> **Set problem**: Rewrite the stretch of material from the line containing "Would you be willing to put a dot on the grey" through the line containing "Would you be willing to put a dot on the team", requests included, and increase every number in the point coordinates by 64. Leave the requests and their [x,y] format sample unchanged.

* * * * * * *

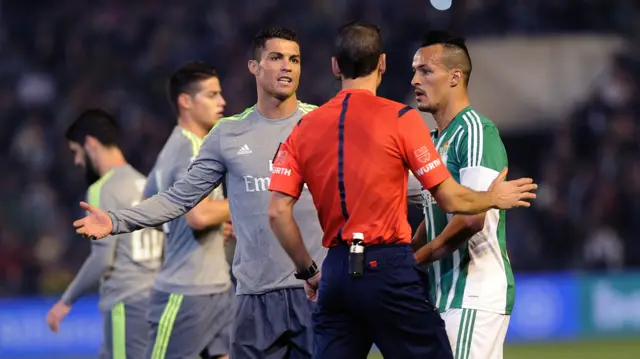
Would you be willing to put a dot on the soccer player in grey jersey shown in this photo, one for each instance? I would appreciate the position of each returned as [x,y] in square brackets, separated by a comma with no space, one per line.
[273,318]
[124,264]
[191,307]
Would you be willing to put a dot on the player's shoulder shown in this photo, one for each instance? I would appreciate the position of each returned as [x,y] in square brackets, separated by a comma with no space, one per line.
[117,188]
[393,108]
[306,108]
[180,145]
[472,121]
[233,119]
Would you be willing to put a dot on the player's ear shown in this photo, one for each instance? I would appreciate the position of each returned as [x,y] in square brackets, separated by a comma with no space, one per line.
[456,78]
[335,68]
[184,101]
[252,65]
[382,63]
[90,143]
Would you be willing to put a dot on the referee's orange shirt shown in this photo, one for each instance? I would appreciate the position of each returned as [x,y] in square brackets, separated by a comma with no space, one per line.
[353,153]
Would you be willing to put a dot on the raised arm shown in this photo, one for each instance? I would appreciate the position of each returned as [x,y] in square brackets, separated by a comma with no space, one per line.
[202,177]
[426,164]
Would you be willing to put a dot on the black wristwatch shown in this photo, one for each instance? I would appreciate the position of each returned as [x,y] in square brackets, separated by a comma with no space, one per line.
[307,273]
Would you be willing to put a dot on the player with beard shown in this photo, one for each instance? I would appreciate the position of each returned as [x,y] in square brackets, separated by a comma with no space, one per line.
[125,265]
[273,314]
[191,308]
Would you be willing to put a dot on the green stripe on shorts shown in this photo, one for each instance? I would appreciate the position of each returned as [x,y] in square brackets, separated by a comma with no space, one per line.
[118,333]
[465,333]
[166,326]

* * * * * * *

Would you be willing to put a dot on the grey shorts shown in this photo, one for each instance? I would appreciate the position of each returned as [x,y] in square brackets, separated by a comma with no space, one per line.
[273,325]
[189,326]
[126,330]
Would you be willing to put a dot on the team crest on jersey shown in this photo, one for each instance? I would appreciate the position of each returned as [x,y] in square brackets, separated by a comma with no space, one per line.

* * * * * * *

> **Solution to this task**:
Would you be willing to put a dot on the grey shorts shown in this photo, one for each instance? I would appreciate the position of each returned as [x,y] in square brackets, separated by a comma with no space, one per line.
[337,389]
[253,390]
[190,394]
Would you be willing to put a dot on the team crest on jersey shown in this photo, one for each instance? I would appreciate the position of each returned as [x,y] in square brackets, separated by a comma with no space, one per line.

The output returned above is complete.